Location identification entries
==================================================

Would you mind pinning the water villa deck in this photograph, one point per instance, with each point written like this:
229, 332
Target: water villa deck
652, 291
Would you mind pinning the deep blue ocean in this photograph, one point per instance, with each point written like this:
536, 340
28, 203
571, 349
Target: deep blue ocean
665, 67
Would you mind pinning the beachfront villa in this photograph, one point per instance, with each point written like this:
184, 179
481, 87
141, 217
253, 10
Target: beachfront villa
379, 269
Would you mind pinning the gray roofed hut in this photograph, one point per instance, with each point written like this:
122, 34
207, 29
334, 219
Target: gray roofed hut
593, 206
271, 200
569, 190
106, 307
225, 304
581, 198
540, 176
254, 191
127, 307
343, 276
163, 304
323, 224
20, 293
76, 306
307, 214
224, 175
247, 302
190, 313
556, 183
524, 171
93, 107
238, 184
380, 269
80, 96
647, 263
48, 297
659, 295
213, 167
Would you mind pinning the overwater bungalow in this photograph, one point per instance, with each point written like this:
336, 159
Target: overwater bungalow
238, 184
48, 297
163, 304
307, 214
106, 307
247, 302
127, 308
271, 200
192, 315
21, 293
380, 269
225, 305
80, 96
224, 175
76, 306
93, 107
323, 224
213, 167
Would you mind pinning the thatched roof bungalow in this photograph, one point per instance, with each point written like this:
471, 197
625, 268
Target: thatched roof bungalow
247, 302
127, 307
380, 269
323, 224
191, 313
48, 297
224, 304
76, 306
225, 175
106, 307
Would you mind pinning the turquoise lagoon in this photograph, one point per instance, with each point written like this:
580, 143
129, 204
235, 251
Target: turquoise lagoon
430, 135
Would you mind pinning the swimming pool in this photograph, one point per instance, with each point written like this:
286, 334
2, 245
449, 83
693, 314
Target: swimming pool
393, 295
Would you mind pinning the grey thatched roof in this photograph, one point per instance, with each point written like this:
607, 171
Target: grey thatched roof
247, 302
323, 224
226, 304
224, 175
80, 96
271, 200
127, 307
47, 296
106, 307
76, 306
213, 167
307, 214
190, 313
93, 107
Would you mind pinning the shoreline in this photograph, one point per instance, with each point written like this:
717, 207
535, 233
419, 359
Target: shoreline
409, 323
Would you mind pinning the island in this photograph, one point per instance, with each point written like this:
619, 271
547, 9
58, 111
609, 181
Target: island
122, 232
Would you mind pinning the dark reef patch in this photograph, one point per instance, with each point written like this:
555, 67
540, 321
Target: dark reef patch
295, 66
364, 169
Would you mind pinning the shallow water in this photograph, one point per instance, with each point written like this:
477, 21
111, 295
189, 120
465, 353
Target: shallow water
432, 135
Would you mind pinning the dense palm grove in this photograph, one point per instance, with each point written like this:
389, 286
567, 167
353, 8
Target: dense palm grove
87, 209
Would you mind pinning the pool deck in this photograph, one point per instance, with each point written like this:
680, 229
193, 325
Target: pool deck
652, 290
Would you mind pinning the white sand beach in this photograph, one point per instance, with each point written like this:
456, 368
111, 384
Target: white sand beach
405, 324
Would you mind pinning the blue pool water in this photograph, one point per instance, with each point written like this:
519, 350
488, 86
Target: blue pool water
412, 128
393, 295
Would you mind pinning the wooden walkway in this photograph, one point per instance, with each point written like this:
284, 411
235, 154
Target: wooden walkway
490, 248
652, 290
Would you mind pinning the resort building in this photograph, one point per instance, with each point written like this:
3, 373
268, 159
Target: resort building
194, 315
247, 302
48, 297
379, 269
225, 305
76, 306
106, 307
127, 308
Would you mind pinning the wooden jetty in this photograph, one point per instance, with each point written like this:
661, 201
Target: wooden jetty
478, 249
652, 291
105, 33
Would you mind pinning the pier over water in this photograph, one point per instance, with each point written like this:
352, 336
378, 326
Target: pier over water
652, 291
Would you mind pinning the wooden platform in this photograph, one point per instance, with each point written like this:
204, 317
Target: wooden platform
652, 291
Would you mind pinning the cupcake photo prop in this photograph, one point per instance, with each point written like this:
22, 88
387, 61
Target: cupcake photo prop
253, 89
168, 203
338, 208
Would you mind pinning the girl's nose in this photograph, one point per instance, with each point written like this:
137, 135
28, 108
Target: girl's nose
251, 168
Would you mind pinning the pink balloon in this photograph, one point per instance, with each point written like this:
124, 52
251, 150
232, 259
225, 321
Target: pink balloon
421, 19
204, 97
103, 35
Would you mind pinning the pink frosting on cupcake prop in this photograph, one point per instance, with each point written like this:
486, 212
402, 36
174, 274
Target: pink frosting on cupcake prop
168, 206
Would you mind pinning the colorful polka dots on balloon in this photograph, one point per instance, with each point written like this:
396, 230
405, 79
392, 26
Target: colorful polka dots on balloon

==================================================

**EXERCISE:**
Reproduce only the lines between the line containing "Would you mind pinning the wooden jetty" and the last line of the records, those two lines included, exactly.

**RESPONSE TO THIS EXERCISE:**
Would you mind pinning the wooden jetty in this photograph, one point per instance, with each point written like this:
661, 201
Target: wooden jetty
478, 249
652, 291
105, 33
Would you mind pinning the pier over water in this photograph, one point per instance, with each point written like this:
352, 336
378, 326
Target: pier over water
652, 291
Would you mind pinning the wooden platform in this photograph, one point per instance, with each point written like this:
204, 317
Target: wooden platform
652, 291
Would you mind pinning the cupcake photo prop in this photograph, one point per instance, with each point written like this:
22, 88
387, 61
Target: cupcake photo prop
253, 89
168, 203
338, 208
Would you mind pinning the girl's nose in this photograph, one point per instance, with each point written like this:
137, 135
28, 108
Target: girl's nose
251, 168
Would you mind pinning the pink balloon in this photograph, one point per instance, with each point written like this:
124, 52
251, 150
232, 259
225, 321
Target: pink balloon
421, 19
204, 97
103, 35
Would you mind pinning the pink frosting on cupcake prop in this photograph, one point per instance, with each point written like this:
486, 212
402, 36
174, 274
Target: pink frosting on cupcake prop
168, 206
Would you mind pinning the colorful polka dots on balloon in this photograph, one point per instance, with each point written like this:
396, 230
405, 79
392, 26
Target: colorful polka dots on balloon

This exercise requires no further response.